— Begin DATASET EXTRACT —

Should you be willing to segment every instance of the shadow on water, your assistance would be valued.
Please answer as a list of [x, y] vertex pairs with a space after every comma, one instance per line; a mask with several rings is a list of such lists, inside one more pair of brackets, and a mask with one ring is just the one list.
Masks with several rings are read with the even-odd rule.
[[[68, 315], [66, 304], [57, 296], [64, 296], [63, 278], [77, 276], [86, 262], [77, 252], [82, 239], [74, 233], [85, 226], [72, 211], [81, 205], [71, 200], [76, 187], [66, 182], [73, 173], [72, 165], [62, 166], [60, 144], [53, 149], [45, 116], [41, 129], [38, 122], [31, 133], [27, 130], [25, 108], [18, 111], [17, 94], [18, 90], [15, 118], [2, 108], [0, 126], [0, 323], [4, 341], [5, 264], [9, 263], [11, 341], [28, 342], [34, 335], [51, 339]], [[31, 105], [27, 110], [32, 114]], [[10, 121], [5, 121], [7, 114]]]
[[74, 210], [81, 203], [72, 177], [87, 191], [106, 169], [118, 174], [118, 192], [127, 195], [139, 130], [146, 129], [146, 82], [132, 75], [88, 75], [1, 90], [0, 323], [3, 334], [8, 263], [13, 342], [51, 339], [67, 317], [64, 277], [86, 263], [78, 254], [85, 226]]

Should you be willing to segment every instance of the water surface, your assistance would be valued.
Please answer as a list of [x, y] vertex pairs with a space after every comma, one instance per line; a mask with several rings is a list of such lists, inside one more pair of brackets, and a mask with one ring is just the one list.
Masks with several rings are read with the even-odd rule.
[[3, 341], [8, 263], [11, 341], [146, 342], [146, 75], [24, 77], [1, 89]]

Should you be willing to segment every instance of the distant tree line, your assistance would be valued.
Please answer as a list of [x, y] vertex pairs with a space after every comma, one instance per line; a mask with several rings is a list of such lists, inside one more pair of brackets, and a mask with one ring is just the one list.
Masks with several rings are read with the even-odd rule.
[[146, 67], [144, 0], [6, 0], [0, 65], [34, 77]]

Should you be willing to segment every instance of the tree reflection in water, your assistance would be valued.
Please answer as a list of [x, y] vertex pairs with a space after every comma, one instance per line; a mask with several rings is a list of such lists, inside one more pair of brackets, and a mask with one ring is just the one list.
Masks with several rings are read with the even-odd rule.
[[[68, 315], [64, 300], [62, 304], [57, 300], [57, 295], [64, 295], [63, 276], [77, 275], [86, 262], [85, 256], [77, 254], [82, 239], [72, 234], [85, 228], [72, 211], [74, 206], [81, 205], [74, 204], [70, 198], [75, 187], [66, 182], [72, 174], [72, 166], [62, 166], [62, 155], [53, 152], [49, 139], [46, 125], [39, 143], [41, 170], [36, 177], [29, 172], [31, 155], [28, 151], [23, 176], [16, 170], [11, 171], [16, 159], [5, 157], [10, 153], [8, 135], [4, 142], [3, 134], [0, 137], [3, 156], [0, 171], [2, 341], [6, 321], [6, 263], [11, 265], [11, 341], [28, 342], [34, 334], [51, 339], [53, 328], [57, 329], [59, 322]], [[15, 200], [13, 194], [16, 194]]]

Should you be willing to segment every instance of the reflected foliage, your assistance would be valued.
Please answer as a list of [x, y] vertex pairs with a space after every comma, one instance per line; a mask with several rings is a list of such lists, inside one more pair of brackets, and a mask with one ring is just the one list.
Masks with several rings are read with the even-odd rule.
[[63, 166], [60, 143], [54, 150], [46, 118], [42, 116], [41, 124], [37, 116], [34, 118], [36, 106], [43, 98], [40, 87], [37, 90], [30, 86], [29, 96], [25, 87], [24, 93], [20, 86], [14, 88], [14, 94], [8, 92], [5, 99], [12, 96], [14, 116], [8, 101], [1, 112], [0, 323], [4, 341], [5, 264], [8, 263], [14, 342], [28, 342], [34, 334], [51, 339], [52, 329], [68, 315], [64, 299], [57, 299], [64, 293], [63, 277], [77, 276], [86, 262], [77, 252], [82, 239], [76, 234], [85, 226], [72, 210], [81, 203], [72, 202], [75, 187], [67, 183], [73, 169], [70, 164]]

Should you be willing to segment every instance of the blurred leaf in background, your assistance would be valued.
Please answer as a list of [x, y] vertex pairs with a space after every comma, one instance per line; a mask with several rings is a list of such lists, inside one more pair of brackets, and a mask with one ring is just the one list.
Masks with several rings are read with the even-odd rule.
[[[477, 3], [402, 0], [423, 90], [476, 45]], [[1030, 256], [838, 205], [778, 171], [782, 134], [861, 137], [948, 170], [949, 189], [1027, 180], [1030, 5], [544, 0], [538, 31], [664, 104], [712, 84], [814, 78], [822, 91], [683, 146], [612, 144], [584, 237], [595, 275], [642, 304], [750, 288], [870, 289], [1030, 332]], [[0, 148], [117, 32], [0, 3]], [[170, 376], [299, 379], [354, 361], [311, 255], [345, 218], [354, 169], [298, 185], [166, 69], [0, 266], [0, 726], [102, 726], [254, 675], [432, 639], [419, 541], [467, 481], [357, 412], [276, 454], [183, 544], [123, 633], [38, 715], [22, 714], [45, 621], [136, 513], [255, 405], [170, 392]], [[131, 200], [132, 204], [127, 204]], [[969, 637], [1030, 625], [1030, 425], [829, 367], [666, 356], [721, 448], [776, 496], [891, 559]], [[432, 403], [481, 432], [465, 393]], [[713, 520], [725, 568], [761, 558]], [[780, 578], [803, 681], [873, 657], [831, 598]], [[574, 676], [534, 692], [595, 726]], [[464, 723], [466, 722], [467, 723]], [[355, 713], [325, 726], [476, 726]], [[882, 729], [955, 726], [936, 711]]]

— End DATASET EXTRACT —

▶ _TASK PROMPT_
Reproduce all of the records above word for word, line by line, with nothing changed.

▶ _RESPONSE_
Should you be willing to segment every instance of the shadow on water, your assistance would be valued.
Please answer as a list of [x, y] vertex pairs with a space after every comma, one instance per line; a mask with several rings is a list of such lists, inside one more pair of brackets, and a mask with one ring is just the one list.
Masks with several rings are read with the even-odd rule.
[[[68, 315], [66, 304], [57, 296], [64, 296], [63, 278], [77, 276], [86, 262], [77, 252], [82, 239], [74, 233], [85, 226], [72, 211], [81, 205], [71, 200], [76, 187], [66, 182], [73, 173], [72, 165], [62, 166], [60, 144], [53, 149], [45, 116], [41, 129], [38, 122], [31, 133], [27, 130], [25, 108], [18, 111], [17, 94], [18, 90], [15, 118], [2, 108], [0, 126], [0, 323], [4, 341], [5, 264], [9, 263], [11, 341], [28, 342], [34, 335], [51, 339]], [[31, 105], [27, 110], [32, 114]], [[10, 121], [5, 121], [7, 114]]]
[[74, 210], [81, 203], [72, 177], [87, 191], [106, 169], [118, 174], [118, 192], [127, 195], [139, 130], [146, 129], [146, 82], [132, 75], [88, 75], [1, 90], [0, 323], [3, 334], [8, 263], [13, 342], [51, 339], [67, 317], [64, 277], [86, 263], [78, 254], [85, 226]]

Should you be willing to segment every instance of the water surface, your assistance would be valued.
Please answer as a list of [x, y] vertex pairs with a space after every comma, one instance per line; a mask with several rings is a list of such lists, inside one more pair of brackets, and a mask with one ring is just the one list.
Masks with several rings are read with the even-odd rule.
[[3, 341], [8, 263], [11, 341], [146, 342], [146, 75], [24, 77], [1, 89]]

Should you be willing to segment every instance of the distant tree line, your assistance would be valued.
Please answer as a list of [x, y] vertex pairs with a space after every comma, one instance per line; a mask with several rings is a list of such lists, inside one more pair of brackets, and a mask with one ring is just the one list.
Masks with several rings are read with the even-odd rule.
[[146, 67], [144, 0], [6, 0], [0, 65], [34, 77]]

Should you be willing to segment every instance of the tree reflection in water, your assistance would be valued.
Please answer as a list of [x, y] vertex pairs with a space after every comma, one instance per line; a mask with several rings is a list of such lists, inside one more pair of brackets, and a mask with one ring is just the one list.
Masks with several rings are read with the even-odd rule.
[[[68, 315], [64, 300], [62, 304], [57, 300], [57, 295], [64, 295], [63, 276], [77, 275], [86, 262], [85, 256], [77, 254], [82, 239], [72, 234], [85, 228], [72, 211], [74, 206], [81, 205], [74, 204], [70, 198], [75, 187], [66, 182], [72, 174], [72, 166], [62, 166], [62, 155], [53, 152], [49, 139], [46, 125], [39, 143], [41, 170], [36, 177], [29, 172], [31, 155], [28, 151], [23, 176], [16, 170], [11, 171], [16, 159], [5, 157], [10, 153], [8, 135], [4, 142], [3, 134], [0, 137], [3, 156], [0, 171], [2, 341], [6, 321], [6, 263], [11, 265], [11, 341], [28, 342], [34, 334], [51, 339], [53, 328], [57, 329], [59, 322]], [[15, 200], [13, 194], [16, 194]]]

Should you be willing to segment every instance of the reflected foliage, your assistance would be valued.
Please answer as a list of [x, y] vertex pairs with a space after every comma, one instance per line; a mask with several rings is a list of such lists, inside one more pair of brackets, and a mask with one ring is just the one list.
Masks with several rings are read with the even-odd rule.
[[63, 166], [60, 143], [54, 150], [46, 118], [42, 116], [41, 124], [37, 116], [34, 118], [36, 106], [43, 98], [40, 87], [37, 90], [30, 86], [29, 96], [25, 87], [24, 93], [20, 86], [14, 88], [14, 94], [8, 92], [5, 99], [12, 96], [14, 116], [8, 101], [1, 112], [0, 323], [4, 341], [5, 264], [8, 263], [14, 342], [28, 342], [34, 334], [51, 339], [52, 329], [68, 315], [64, 299], [57, 299], [64, 293], [63, 277], [77, 276], [86, 262], [77, 252], [82, 239], [76, 234], [85, 226], [72, 210], [81, 203], [72, 202], [75, 187], [67, 183], [73, 169], [70, 164]]

Should you be willing to segment every instance of the blurred leaf in background, your assistance would be valued.
Please answer as a list of [x, y] vertex pairs with a space after every comma, one instance per line; a mask with several rings is a list of such lists, inside one more pair of brackets, and a mask with one ring is just the one list.
Masks with several rings are read with the even-odd rule.
[[[477, 3], [402, 0], [423, 90], [476, 45]], [[1030, 256], [838, 205], [778, 171], [782, 134], [861, 137], [948, 170], [949, 189], [1027, 180], [1030, 5], [544, 0], [538, 31], [664, 104], [712, 84], [814, 78], [822, 91], [683, 146], [612, 144], [584, 237], [595, 275], [642, 304], [750, 288], [870, 289], [1030, 332]], [[0, 148], [117, 32], [0, 3]], [[170, 376], [299, 379], [354, 361], [311, 255], [345, 218], [354, 169], [298, 185], [166, 69], [0, 266], [0, 726], [102, 726], [254, 675], [432, 639], [419, 541], [467, 481], [357, 412], [276, 454], [183, 544], [123, 633], [38, 715], [22, 714], [45, 621], [136, 513], [255, 405], [170, 392]], [[131, 200], [132, 204], [127, 204]], [[969, 637], [1030, 625], [1030, 425], [829, 367], [666, 356], [721, 448], [776, 496], [891, 559]], [[432, 403], [481, 432], [465, 393]], [[713, 520], [725, 568], [761, 558]], [[780, 578], [803, 681], [873, 657], [831, 598]], [[574, 676], [534, 692], [595, 726]], [[464, 723], [466, 722], [467, 723]], [[355, 713], [325, 726], [476, 726]], [[882, 729], [955, 726], [936, 711]]]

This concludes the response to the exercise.